- [Enunciado da tarefa] Apresente todas as linhas dos dados abaixo como uma lista JSON de strings, uma para cada linha e sem as linhas em branco, deixando as imagens de fora da resposta.

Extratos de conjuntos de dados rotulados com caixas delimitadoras

═══

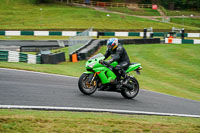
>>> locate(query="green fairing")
[126,63,141,73]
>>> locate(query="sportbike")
[78,53,142,99]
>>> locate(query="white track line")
[0,68,78,79]
[0,68,200,118]
[0,105,200,118]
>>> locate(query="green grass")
[0,109,200,133]
[171,18,200,27]
[0,44,200,101]
[107,7,160,16]
[160,6,200,16]
[167,10,200,16]
[0,0,198,31]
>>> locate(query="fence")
[68,28,92,55]
[56,0,152,8]
[0,50,41,64]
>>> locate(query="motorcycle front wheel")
[78,73,97,95]
[121,77,139,99]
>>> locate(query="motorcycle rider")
[104,38,131,79]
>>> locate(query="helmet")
[107,38,118,50]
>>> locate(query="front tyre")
[78,73,97,95]
[121,77,139,99]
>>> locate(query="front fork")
[88,73,97,84]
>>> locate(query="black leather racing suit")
[104,45,130,76]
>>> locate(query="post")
[143,28,147,39]
[181,28,185,40]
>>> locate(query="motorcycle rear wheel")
[78,73,97,95]
[121,77,139,99]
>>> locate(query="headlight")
[88,62,96,68]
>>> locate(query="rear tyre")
[121,77,139,99]
[78,73,97,95]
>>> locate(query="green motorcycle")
[78,53,142,99]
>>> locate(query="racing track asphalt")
[0,68,200,116]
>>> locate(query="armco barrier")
[119,38,160,45]
[41,52,66,64]
[0,50,41,64]
[165,38,200,44]
[0,31,200,38]
[77,38,160,60]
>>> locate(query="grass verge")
[107,7,160,16]
[0,0,198,31]
[0,109,200,133]
[0,44,200,101]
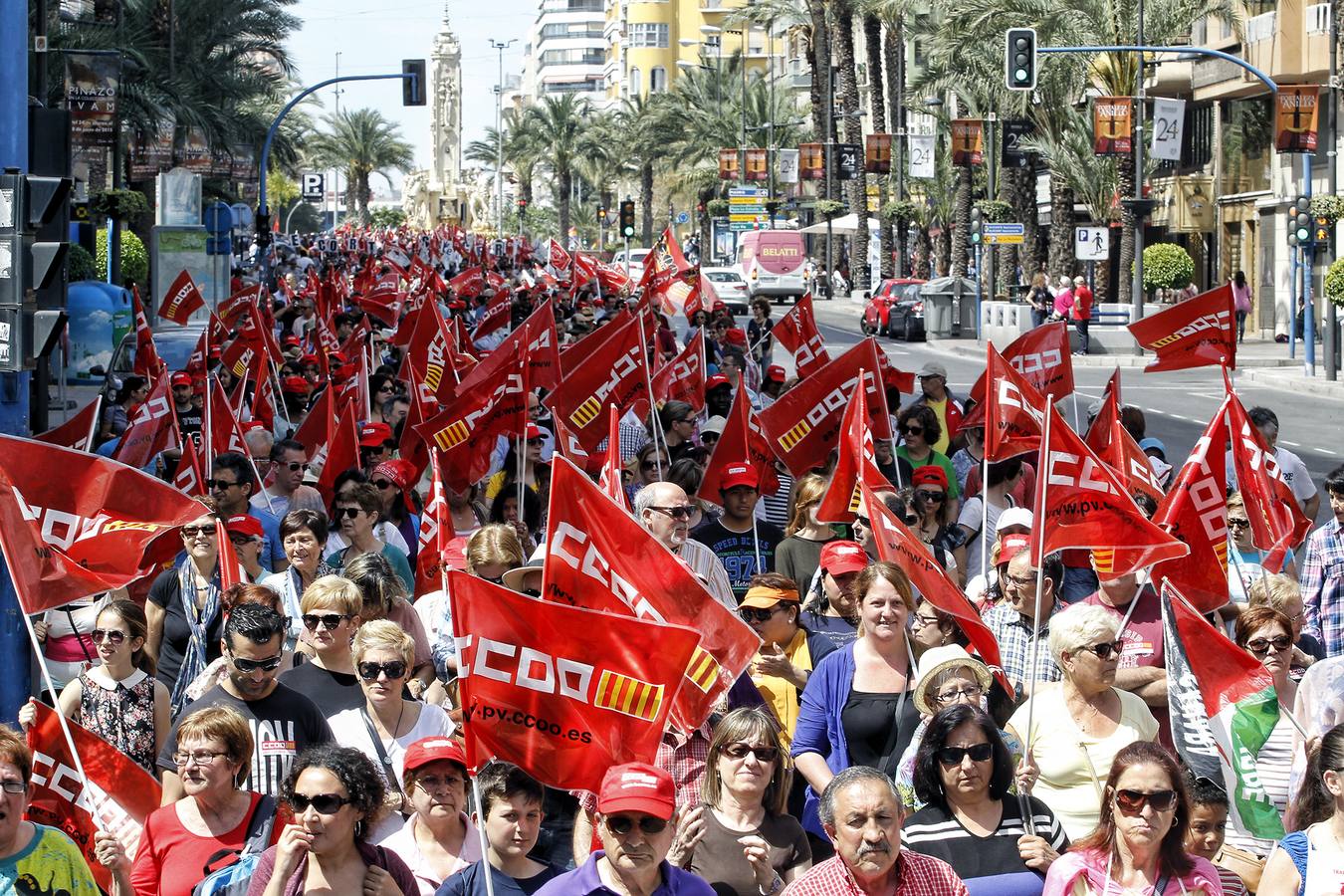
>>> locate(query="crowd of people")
[0,225,1344,896]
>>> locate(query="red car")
[859,277,926,336]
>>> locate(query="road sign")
[300,170,327,203]
[1074,227,1110,262]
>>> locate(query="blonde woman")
[331,619,456,841]
[775,473,836,592]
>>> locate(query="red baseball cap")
[818,540,868,575]
[601,763,676,820]
[402,738,466,772]
[719,464,761,492]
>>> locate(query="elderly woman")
[901,703,1068,896]
[331,619,456,839]
[247,745,419,896]
[1008,604,1161,842]
[1228,607,1297,858]
[96,707,276,896]
[672,707,811,896]
[145,507,224,713]
[280,575,364,719]
[791,561,919,837]
[379,738,481,896]
[738,572,836,749]
[1044,740,1224,896]
[261,511,335,643]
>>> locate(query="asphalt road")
[795,300,1344,522]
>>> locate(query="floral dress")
[80,669,158,774]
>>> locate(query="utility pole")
[491,38,518,236]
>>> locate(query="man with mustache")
[784,766,968,896]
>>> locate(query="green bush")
[99,228,149,286]
[1144,243,1195,293]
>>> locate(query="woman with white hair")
[1008,604,1157,839]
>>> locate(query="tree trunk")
[836,3,869,290]
[1049,170,1074,281]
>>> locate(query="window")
[630,22,668,50]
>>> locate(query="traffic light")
[1004,28,1036,90]
[402,59,425,107]
[621,199,634,239]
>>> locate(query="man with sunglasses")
[158,603,332,806]
[537,762,714,896]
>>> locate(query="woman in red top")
[96,707,270,896]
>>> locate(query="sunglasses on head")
[356,660,406,681]
[603,815,668,837]
[938,743,995,766]
[289,793,350,815]
[1116,789,1176,815]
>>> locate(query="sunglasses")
[1245,635,1293,657]
[1116,789,1176,815]
[938,743,995,766]
[723,745,780,762]
[603,815,668,837]
[301,612,349,631]
[229,657,284,674]
[357,660,406,681]
[289,793,350,815]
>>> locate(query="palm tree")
[310,109,415,224]
[525,94,588,241]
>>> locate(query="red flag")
[448,571,700,789]
[130,285,168,381]
[1129,284,1236,373]
[1031,408,1190,576]
[32,395,103,451]
[546,317,649,453]
[158,270,206,324]
[1153,400,1228,612]
[1226,383,1312,569]
[761,338,891,476]
[817,389,895,523]
[543,457,761,731]
[971,321,1074,401]
[859,482,1012,695]
[696,388,780,505]
[652,331,704,414]
[22,703,162,893]
[771,293,830,380]
[0,435,206,612]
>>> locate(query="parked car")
[700,268,752,316]
[859,277,925,336]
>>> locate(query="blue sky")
[289,0,538,191]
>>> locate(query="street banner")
[906,134,938,178]
[1148,97,1186,161]
[448,571,700,791]
[1129,284,1236,373]
[952,118,986,168]
[0,435,206,614]
[1093,97,1134,156]
[1161,584,1283,839]
[1274,85,1321,151]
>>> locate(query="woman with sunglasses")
[19,600,172,773]
[280,575,364,719]
[1008,604,1157,838]
[145,501,224,713]
[1044,740,1226,896]
[1228,607,1297,858]
[95,707,276,896]
[901,703,1068,896]
[331,619,456,841]
[672,707,811,896]
[247,745,419,896]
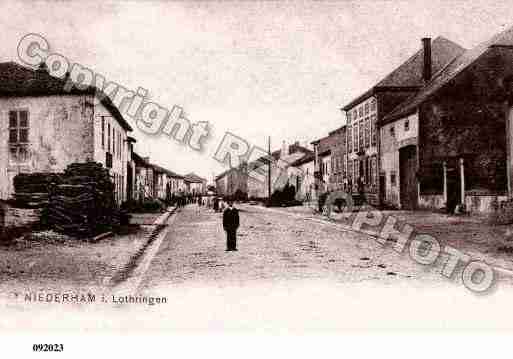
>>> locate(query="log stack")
[48,162,119,237]
[13,173,62,209]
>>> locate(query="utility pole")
[267,136,272,205]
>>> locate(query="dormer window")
[9,110,29,163]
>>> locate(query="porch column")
[460,158,465,204]
[443,161,447,207]
[505,103,513,198]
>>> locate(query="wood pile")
[13,173,62,209]
[48,162,120,237]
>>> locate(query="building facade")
[0,62,132,204]
[342,37,465,205]
[382,28,513,213]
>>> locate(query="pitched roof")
[184,172,207,183]
[342,36,465,111]
[0,61,132,131]
[291,153,315,167]
[132,152,151,167]
[383,27,513,122]
[150,163,184,178]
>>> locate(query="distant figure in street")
[223,200,239,251]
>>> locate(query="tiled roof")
[184,172,207,183]
[151,163,184,178]
[342,36,465,111]
[0,62,132,131]
[383,27,513,122]
[292,153,315,167]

═══

- [Exercício resolvido]
[
  ">>> locate(query=\"green fairing\")",
  "[126,63,141,73]",
  ">>> locate(query=\"sportbike\")",
  "[78,53,142,99]",
  ">>> locate(query=\"white track line\")",
  "[0,68,78,79]",
  "[0,68,200,118]",
  "[0,105,200,118]",
  ">>> locate(query=\"green grass\")",
  "[0,109,200,133]",
  "[171,18,200,27]",
  "[0,44,200,101]",
  "[107,7,160,16]",
  "[160,6,200,16]",
  "[167,10,200,16]",
  "[0,0,198,31]",
  ">>> locate(query=\"fence\")",
  "[68,28,92,55]",
  "[56,0,152,8]",
  "[0,50,41,64]",
  ">>> locate(query=\"motorcycle front wheel\")",
  "[78,73,97,95]",
  "[121,77,139,99]",
  ">>> locate(query=\"motorcycle rider\")",
  "[104,38,131,79]",
  ">>> locate(query=\"helmet\")",
  "[107,38,118,50]",
  ">>> locate(query=\"front tyre\")",
  "[78,73,97,95]",
  "[121,77,139,99]",
  ">>> locate(query=\"front fork\")",
  "[88,73,97,84]",
  ">>> locate(query=\"black leather racing suit\")",
  "[104,45,130,76]",
  ">>> locate(query=\"post\")",
  "[143,28,147,39]",
  "[181,28,185,40]",
  ">>> locate(query=\"motorcycle rear wheel\")",
  "[78,73,97,95]",
  "[121,77,139,99]",
  ">>> locate(query=\"headlight\")",
  "[88,62,96,68]",
  ">>> locate(query=\"rear tyre\")",
  "[121,77,139,99]",
  "[78,73,97,95]",
  ">>> locate(query=\"green motorcycle\")",
  "[78,53,142,99]",
  ">>> locate(query=\"racing track asphalt\")",
  "[0,68,200,116]",
  ">>> locate(query=\"armco barrier\")",
  "[119,38,160,45]",
  "[41,52,66,64]",
  "[0,50,41,64]",
  "[165,38,200,44]",
  "[0,31,200,38]",
  "[77,38,160,60]",
  ">>> locate(query=\"grass verge\")",
  "[107,7,160,16]",
  "[0,0,198,31]",
  "[0,109,200,133]",
  "[0,44,200,101]",
  ">>> locate(query=\"crowd of people\")",
  "[0,225,1344,896]",
  ">>> locate(query=\"red car\")",
  "[859,277,926,336]",
  ">>> locate(query=\"road sign\")",
  "[300,170,327,203]",
  "[1074,227,1110,262]",
  ">>> locate(query=\"blonde woman\")",
  "[331,619,456,841]",
  "[775,473,836,592]",
  ">>> locate(query=\"red baseball cap\")",
  "[818,540,868,575]",
  "[601,763,676,820]",
  "[402,738,466,772]",
  "[719,464,761,492]",
  ">>> locate(query=\"elderly woman\")",
  "[901,703,1068,896]",
  "[331,619,456,839]",
  "[247,745,419,896]",
  "[1008,604,1161,842]",
  "[1228,607,1297,858]",
  "[96,707,276,896]",
  "[672,707,811,896]",
  "[145,507,224,713]",
  "[280,575,364,719]",
  "[791,561,919,837]",
  "[379,738,481,896]",
  "[738,572,836,749]",
  "[1044,740,1224,896]",
  "[261,511,335,643]",
  ">>> locate(query=\"asphalt road\")",
  "[795,300,1344,522]",
  ">>> locate(query=\"floral dress\")",
  "[80,669,158,774]",
  ">>> locate(query=\"utility pole\")",
  "[491,38,518,236]",
  ">>> locate(query=\"man with mustache\")",
  "[784,766,968,896]",
  ">>> locate(query=\"green bush\")",
  "[99,228,149,286]",
  "[1144,243,1195,293]",
  ">>> locate(query=\"woman with white hair\")",
  "[1008,604,1157,839]",
  ">>> locate(query=\"tree trunk\")",
  "[836,3,869,290]",
  "[1049,170,1074,281]",
  ">>> locate(query=\"window\")",
  "[630,22,668,50]",
  ">>> locate(query=\"traffic light\")",
  "[1004,28,1036,90]",
  "[402,59,425,107]",
  "[621,199,634,239]",
  ">>> locate(query=\"man with sunglasses\")",
  "[158,603,332,806]",
  "[537,762,714,896]",
  ">>> locate(query=\"woman in red top\")",
  "[96,707,270,896]",
  ">>> locate(query=\"sunglasses on head\")",
  "[356,660,406,681]",
  "[603,815,668,837]",
  "[938,743,995,766]",
  "[289,793,350,815]",
  "[1116,789,1176,815]",
  ">>> locate(query=\"sunglasses\")",
  "[1245,635,1293,657]",
  "[1116,789,1176,815]",
  "[938,743,995,766]",
  "[723,745,780,762]",
  "[603,815,668,837]",
  "[301,612,349,631]",
  "[229,657,284,674]",
  "[357,660,406,681]",
  "[289,793,350,815]",
  ">>> locate(query=\"palm tree\")",
  "[310,109,415,224]",
  "[525,94,588,241]",
  ">>> locate(query=\"red flag\")",
  "[448,571,700,789]",
  "[130,285,168,381]",
  "[1129,284,1236,373]",
  "[1031,408,1190,576]",
  "[32,395,103,451]",
  "[546,317,649,453]",
  "[158,270,206,324]",
  "[1153,400,1228,612]",
  "[1226,383,1312,569]",
  "[761,338,891,476]",
  "[817,389,895,523]",
  "[543,457,761,731]",
  "[971,321,1074,401]",
  "[859,482,1012,695]",
  "[696,388,780,505]",
  "[652,331,704,414]",
  "[22,703,162,893]",
  "[771,293,830,380]",
  "[0,435,206,612]",
  ">>> locate(query=\"parked car\")",
  "[700,268,752,316]",
  "[859,277,925,336]",
  ">>> locate(query=\"blue sky\")",
  "[289,0,538,191]",
  ">>> locate(query=\"street banner\")",
  "[906,134,938,178]",
  "[1148,97,1186,161]",
  "[448,571,700,791]",
  "[1129,284,1236,373]",
  "[952,118,986,168]",
  "[0,435,206,614]",
  "[1093,97,1134,156]",
  "[1161,584,1283,839]",
  "[1274,85,1321,151]",
  ">>> locate(query=\"woman with sunglasses\")",
  "[19,600,172,773]",
  "[280,575,364,719]",
  "[1008,604,1157,838]",
  "[145,501,224,713]",
  "[1044,740,1226,896]",
  "[1228,607,1297,858]",
  "[95,707,276,896]",
  "[901,703,1068,896]",
  "[331,619,456,841]",
  "[672,707,811,896]",
  "[247,745,419,896]",
  ">>> locate(query=\"log stack\")",
  "[48,162,119,237]",
  "[13,173,62,209]",
  ">>> locate(query=\"utility pole\")",
  "[267,136,272,205]",
  ">>> locate(query=\"dormer window\")",
  "[9,110,29,163]",
  ">>> locate(query=\"porch column\")",
  "[460,158,465,204]",
  "[443,161,447,207]",
  "[505,103,513,198]",
  ">>> locate(query=\"wood pile\")",
  "[13,173,62,209]",
  "[48,162,120,237]",
  ">>> locate(query=\"building facade\")",
  "[0,62,132,204]",
  "[342,37,465,205]",
  "[382,28,513,213]",
  ">>> locate(query=\"pitched roof\")",
  "[184,172,207,183]",
  "[342,36,465,111]",
  "[0,61,132,131]",
  "[291,153,315,167]",
  "[132,152,151,167]",
  "[383,27,513,122]",
  "[150,163,184,178]",
  ">>> locate(query=\"distant figure in street\")",
  "[223,200,239,251]",
  ">>> locate(query=\"tiled roof\")",
  "[184,172,207,183]",
  "[151,163,184,178]",
  "[342,36,465,111]",
  "[0,62,132,131]",
  "[383,27,513,122]",
  "[292,153,315,167]"
]